/---

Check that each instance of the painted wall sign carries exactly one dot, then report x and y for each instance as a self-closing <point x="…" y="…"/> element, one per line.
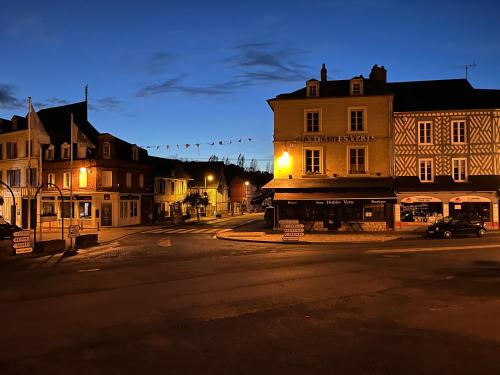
<point x="338" y="139"/>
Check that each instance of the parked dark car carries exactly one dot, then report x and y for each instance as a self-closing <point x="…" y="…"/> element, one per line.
<point x="7" y="230"/>
<point x="269" y="216"/>
<point x="448" y="227"/>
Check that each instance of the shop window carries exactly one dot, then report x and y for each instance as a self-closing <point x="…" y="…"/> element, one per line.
<point x="374" y="212"/>
<point x="67" y="210"/>
<point x="459" y="169"/>
<point x="420" y="212"/>
<point x="425" y="171"/>
<point x="66" y="180"/>
<point x="312" y="163"/>
<point x="424" y="132"/>
<point x="357" y="120"/>
<point x="48" y="209"/>
<point x="312" y="121"/>
<point x="123" y="209"/>
<point x="357" y="160"/>
<point x="85" y="210"/>
<point x="458" y="132"/>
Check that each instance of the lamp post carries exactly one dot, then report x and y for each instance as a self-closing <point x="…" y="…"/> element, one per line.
<point x="209" y="178"/>
<point x="246" y="193"/>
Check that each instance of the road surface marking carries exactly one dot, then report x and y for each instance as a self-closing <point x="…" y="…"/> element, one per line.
<point x="90" y="270"/>
<point x="431" y="249"/>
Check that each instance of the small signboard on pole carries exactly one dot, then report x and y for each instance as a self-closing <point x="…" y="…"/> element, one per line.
<point x="21" y="242"/>
<point x="293" y="230"/>
<point x="74" y="231"/>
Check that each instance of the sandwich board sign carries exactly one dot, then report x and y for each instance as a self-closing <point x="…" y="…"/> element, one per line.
<point x="293" y="230"/>
<point x="21" y="242"/>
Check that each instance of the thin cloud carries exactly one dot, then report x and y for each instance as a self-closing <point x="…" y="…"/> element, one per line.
<point x="8" y="99"/>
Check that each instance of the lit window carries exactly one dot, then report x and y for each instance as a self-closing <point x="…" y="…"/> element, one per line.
<point x="458" y="132"/>
<point x="106" y="150"/>
<point x="356" y="120"/>
<point x="65" y="151"/>
<point x="128" y="179"/>
<point x="107" y="178"/>
<point x="312" y="121"/>
<point x="459" y="169"/>
<point x="425" y="132"/>
<point x="425" y="170"/>
<point x="83" y="178"/>
<point x="357" y="160"/>
<point x="66" y="179"/>
<point x="312" y="161"/>
<point x="51" y="179"/>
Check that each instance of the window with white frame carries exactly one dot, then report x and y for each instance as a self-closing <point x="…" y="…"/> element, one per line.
<point x="106" y="150"/>
<point x="312" y="88"/>
<point x="425" y="170"/>
<point x="107" y="178"/>
<point x="135" y="153"/>
<point x="459" y="167"/>
<point x="356" y="120"/>
<point x="424" y="132"/>
<point x="49" y="153"/>
<point x="356" y="87"/>
<point x="65" y="151"/>
<point x="458" y="132"/>
<point x="66" y="180"/>
<point x="128" y="179"/>
<point x="51" y="179"/>
<point x="312" y="121"/>
<point x="312" y="161"/>
<point x="357" y="160"/>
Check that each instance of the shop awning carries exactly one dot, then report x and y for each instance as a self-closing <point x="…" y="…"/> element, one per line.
<point x="332" y="196"/>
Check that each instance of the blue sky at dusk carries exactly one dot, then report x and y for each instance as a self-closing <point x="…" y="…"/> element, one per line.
<point x="164" y="72"/>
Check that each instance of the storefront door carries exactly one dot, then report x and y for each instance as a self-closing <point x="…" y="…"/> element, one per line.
<point x="332" y="217"/>
<point x="107" y="214"/>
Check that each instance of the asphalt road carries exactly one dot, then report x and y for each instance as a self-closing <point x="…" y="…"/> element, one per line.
<point x="186" y="303"/>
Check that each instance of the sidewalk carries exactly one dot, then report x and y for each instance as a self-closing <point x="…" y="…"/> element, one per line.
<point x="258" y="232"/>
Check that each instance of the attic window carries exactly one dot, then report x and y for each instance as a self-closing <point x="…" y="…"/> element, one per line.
<point x="356" y="87"/>
<point x="312" y="88"/>
<point x="135" y="153"/>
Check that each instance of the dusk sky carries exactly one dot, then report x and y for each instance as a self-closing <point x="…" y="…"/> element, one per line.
<point x="167" y="73"/>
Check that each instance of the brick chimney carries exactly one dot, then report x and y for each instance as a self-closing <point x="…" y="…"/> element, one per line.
<point x="378" y="73"/>
<point x="323" y="74"/>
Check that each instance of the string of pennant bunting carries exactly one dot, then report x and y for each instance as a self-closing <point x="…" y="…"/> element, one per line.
<point x="198" y="145"/>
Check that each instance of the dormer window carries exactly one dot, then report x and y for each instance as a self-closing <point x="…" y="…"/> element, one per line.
<point x="356" y="87"/>
<point x="135" y="153"/>
<point x="312" y="88"/>
<point x="65" y="151"/>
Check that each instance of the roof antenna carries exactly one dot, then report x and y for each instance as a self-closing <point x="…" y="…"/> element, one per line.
<point x="467" y="67"/>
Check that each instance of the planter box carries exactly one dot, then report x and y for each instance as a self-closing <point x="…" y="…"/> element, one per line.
<point x="50" y="246"/>
<point x="86" y="240"/>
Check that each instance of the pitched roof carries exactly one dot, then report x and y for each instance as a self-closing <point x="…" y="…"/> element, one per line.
<point x="56" y="121"/>
<point x="446" y="94"/>
<point x="198" y="170"/>
<point x="169" y="168"/>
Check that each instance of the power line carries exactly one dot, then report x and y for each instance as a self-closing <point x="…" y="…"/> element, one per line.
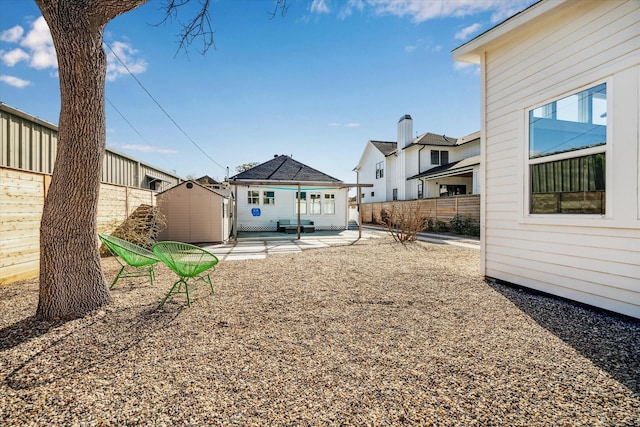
<point x="162" y="109"/>
<point x="136" y="130"/>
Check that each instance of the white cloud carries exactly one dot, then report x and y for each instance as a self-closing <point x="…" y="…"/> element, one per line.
<point x="39" y="43"/>
<point x="121" y="57"/>
<point x="320" y="6"/>
<point x="350" y="6"/>
<point x="421" y="10"/>
<point x="14" y="81"/>
<point x="37" y="50"/>
<point x="466" y="67"/>
<point x="345" y="125"/>
<point x="465" y="32"/>
<point x="12" y="35"/>
<point x="147" y="148"/>
<point x="14" y="56"/>
<point x="423" y="44"/>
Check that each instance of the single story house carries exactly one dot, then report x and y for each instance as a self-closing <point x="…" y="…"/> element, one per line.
<point x="195" y="213"/>
<point x="560" y="150"/>
<point x="285" y="189"/>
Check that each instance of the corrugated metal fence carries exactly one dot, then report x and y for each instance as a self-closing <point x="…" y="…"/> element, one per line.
<point x="31" y="144"/>
<point x="21" y="201"/>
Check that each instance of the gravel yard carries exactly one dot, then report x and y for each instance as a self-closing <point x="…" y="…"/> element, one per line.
<point x="373" y="333"/>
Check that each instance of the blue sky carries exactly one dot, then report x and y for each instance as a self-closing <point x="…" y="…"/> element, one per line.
<point x="316" y="84"/>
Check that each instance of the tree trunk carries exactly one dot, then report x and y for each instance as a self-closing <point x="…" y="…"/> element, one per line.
<point x="71" y="280"/>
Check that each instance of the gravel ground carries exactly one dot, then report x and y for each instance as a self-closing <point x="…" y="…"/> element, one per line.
<point x="368" y="334"/>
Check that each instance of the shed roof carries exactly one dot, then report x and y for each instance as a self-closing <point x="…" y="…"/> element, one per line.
<point x="222" y="192"/>
<point x="283" y="168"/>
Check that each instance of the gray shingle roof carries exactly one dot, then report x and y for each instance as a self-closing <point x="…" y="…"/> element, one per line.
<point x="434" y="139"/>
<point x="385" y="147"/>
<point x="449" y="167"/>
<point x="283" y="168"/>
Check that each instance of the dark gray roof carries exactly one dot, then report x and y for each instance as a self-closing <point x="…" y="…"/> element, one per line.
<point x="449" y="167"/>
<point x="434" y="139"/>
<point x="207" y="180"/>
<point x="283" y="168"/>
<point x="385" y="147"/>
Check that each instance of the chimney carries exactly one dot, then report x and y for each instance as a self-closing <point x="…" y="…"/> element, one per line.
<point x="405" y="131"/>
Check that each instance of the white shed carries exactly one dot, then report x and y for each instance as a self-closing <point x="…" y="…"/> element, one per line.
<point x="195" y="214"/>
<point x="560" y="150"/>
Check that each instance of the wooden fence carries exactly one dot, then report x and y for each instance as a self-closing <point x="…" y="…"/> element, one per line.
<point x="439" y="209"/>
<point x="22" y="196"/>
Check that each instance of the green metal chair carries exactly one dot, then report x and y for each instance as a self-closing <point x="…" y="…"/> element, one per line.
<point x="188" y="262"/>
<point x="136" y="261"/>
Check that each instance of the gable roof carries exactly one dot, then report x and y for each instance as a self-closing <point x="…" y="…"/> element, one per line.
<point x="283" y="168"/>
<point x="222" y="192"/>
<point x="433" y="139"/>
<point x="460" y="165"/>
<point x="385" y="147"/>
<point x="207" y="180"/>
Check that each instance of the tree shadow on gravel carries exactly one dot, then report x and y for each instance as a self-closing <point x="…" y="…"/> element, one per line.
<point x="25" y="330"/>
<point x="610" y="341"/>
<point x="103" y="339"/>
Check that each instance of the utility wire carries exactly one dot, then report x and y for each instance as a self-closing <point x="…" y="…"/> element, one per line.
<point x="155" y="150"/>
<point x="163" y="110"/>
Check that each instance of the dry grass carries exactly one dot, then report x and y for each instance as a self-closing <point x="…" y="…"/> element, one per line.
<point x="371" y="334"/>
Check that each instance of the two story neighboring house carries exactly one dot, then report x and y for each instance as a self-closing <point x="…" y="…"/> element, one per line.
<point x="428" y="165"/>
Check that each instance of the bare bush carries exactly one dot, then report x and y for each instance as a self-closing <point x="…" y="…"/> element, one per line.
<point x="406" y="222"/>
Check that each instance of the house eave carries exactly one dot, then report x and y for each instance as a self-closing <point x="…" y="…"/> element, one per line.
<point x="472" y="50"/>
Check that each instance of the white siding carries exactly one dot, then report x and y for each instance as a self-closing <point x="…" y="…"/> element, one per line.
<point x="367" y="175"/>
<point x="589" y="259"/>
<point x="284" y="208"/>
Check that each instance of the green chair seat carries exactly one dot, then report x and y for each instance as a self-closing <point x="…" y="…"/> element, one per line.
<point x="188" y="262"/>
<point x="135" y="261"/>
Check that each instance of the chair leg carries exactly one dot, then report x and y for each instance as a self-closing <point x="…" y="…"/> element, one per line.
<point x="152" y="274"/>
<point x="186" y="291"/>
<point x="117" y="277"/>
<point x="171" y="291"/>
<point x="210" y="284"/>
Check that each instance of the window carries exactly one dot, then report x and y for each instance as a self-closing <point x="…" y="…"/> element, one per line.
<point x="567" y="154"/>
<point x="253" y="197"/>
<point x="329" y="204"/>
<point x="269" y="198"/>
<point x="303" y="202"/>
<point x="439" y="157"/>
<point x="314" y="204"/>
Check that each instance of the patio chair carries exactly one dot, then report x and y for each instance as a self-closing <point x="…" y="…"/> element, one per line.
<point x="188" y="262"/>
<point x="135" y="261"/>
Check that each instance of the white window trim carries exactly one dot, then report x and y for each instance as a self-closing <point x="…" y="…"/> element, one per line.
<point x="584" y="220"/>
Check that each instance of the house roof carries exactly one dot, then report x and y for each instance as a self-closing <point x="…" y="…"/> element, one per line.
<point x="433" y="139"/>
<point x="385" y="147"/>
<point x="283" y="168"/>
<point x="459" y="166"/>
<point x="207" y="180"/>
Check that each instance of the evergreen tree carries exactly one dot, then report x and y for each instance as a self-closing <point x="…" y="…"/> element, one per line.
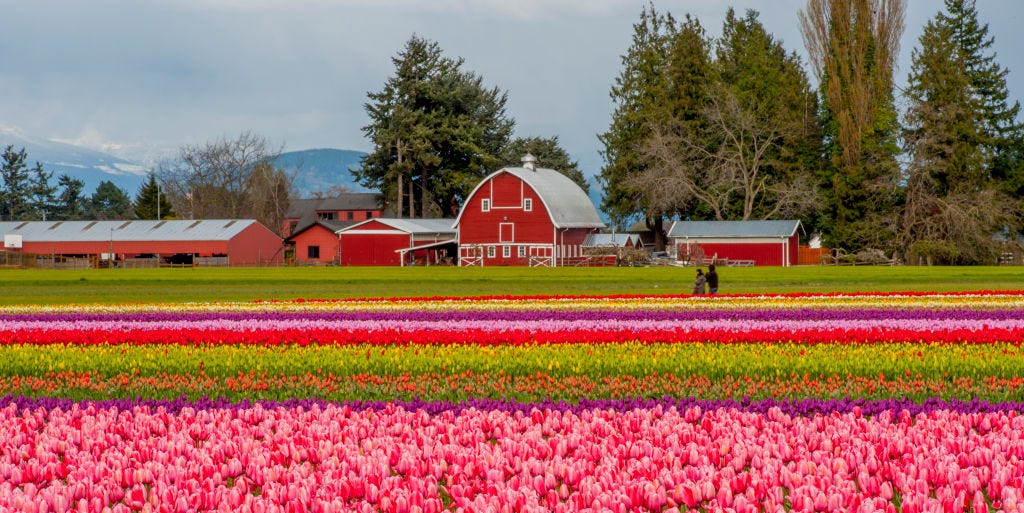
<point x="1001" y="134"/>
<point x="13" y="194"/>
<point x="952" y="205"/>
<point x="42" y="196"/>
<point x="436" y="130"/>
<point x="852" y="45"/>
<point x="151" y="203"/>
<point x="660" y="88"/>
<point x="110" y="203"/>
<point x="549" y="155"/>
<point x="772" y="85"/>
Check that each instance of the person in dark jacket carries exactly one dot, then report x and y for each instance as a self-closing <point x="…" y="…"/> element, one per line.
<point x="712" y="278"/>
<point x="698" y="285"/>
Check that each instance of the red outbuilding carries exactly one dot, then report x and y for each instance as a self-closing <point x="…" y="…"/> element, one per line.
<point x="525" y="216"/>
<point x="344" y="209"/>
<point x="209" y="242"/>
<point x="316" y="244"/>
<point x="736" y="243"/>
<point x="398" y="242"/>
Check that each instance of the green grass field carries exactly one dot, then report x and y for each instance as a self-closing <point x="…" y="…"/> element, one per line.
<point x="184" y="285"/>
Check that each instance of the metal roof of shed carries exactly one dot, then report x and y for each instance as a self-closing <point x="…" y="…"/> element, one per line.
<point x="616" y="240"/>
<point x="731" y="229"/>
<point x="137" y="230"/>
<point x="566" y="203"/>
<point x="409" y="225"/>
<point x="344" y="201"/>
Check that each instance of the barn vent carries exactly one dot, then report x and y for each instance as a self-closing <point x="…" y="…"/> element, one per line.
<point x="529" y="162"/>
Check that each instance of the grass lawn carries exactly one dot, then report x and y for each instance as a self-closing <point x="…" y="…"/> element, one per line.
<point x="183" y="285"/>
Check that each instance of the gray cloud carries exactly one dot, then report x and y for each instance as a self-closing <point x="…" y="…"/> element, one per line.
<point x="150" y="73"/>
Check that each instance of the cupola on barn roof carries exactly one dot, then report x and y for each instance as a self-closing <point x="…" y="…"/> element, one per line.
<point x="565" y="201"/>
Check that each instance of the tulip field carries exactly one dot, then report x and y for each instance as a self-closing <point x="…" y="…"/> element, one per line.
<point x="904" y="401"/>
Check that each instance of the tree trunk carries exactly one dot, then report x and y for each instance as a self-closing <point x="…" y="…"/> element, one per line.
<point x="424" y="195"/>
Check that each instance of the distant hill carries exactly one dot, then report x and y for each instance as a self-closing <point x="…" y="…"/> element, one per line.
<point x="87" y="165"/>
<point x="316" y="170"/>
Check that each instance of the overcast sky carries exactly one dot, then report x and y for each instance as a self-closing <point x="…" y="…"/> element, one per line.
<point x="130" y="76"/>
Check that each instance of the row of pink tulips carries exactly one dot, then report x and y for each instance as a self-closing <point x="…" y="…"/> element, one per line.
<point x="741" y="325"/>
<point x="337" y="459"/>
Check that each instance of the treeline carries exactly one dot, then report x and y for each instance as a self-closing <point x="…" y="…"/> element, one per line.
<point x="731" y="128"/>
<point x="29" y="195"/>
<point x="437" y="130"/>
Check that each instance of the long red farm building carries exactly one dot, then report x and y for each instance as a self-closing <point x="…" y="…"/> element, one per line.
<point x="219" y="242"/>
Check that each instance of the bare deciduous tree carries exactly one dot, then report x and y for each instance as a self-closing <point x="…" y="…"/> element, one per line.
<point x="722" y="163"/>
<point x="228" y="178"/>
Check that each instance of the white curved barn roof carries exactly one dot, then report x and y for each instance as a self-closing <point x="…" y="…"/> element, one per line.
<point x="566" y="203"/>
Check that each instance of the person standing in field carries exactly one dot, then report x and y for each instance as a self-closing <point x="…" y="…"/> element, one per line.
<point x="698" y="285"/>
<point x="712" y="278"/>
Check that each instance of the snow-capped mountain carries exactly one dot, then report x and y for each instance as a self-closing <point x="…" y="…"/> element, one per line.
<point x="318" y="170"/>
<point x="90" y="166"/>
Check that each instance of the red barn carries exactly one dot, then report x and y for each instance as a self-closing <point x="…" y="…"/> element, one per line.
<point x="317" y="243"/>
<point x="737" y="243"/>
<point x="217" y="242"/>
<point x="397" y="242"/>
<point x="525" y="216"/>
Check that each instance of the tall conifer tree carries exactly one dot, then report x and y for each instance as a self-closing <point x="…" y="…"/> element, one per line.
<point x="852" y="45"/>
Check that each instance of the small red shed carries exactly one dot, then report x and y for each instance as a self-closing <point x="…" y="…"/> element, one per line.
<point x="737" y="243"/>
<point x="397" y="242"/>
<point x="525" y="216"/>
<point x="317" y="243"/>
<point x="347" y="208"/>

\---

- DIRECTIONS FOR THIS TASK -
Repeat word for word every line from the one that holds "Check that each instance of the red barn" to the end. Both ends count.

- ANSWER TO THIS TASK -
Check that each instance of the red barn carries exactly one dot, then report x and y for each instance as a self-closing <point x="…" y="…"/> element, one per line.
<point x="317" y="243"/>
<point x="737" y="243"/>
<point x="217" y="242"/>
<point x="397" y="242"/>
<point x="525" y="216"/>
Check that each instance of the tall conifer tree carries exactly one dot, then report x and y for each instance as a self-closing <point x="…" y="…"/> element, one per line.
<point x="852" y="45"/>
Check that each instance of the small red shed carries exactly one dot, then report x and y for each instance as a self-closing <point x="…" y="…"/> element, one per line.
<point x="737" y="243"/>
<point x="397" y="242"/>
<point x="525" y="216"/>
<point x="317" y="243"/>
<point x="347" y="208"/>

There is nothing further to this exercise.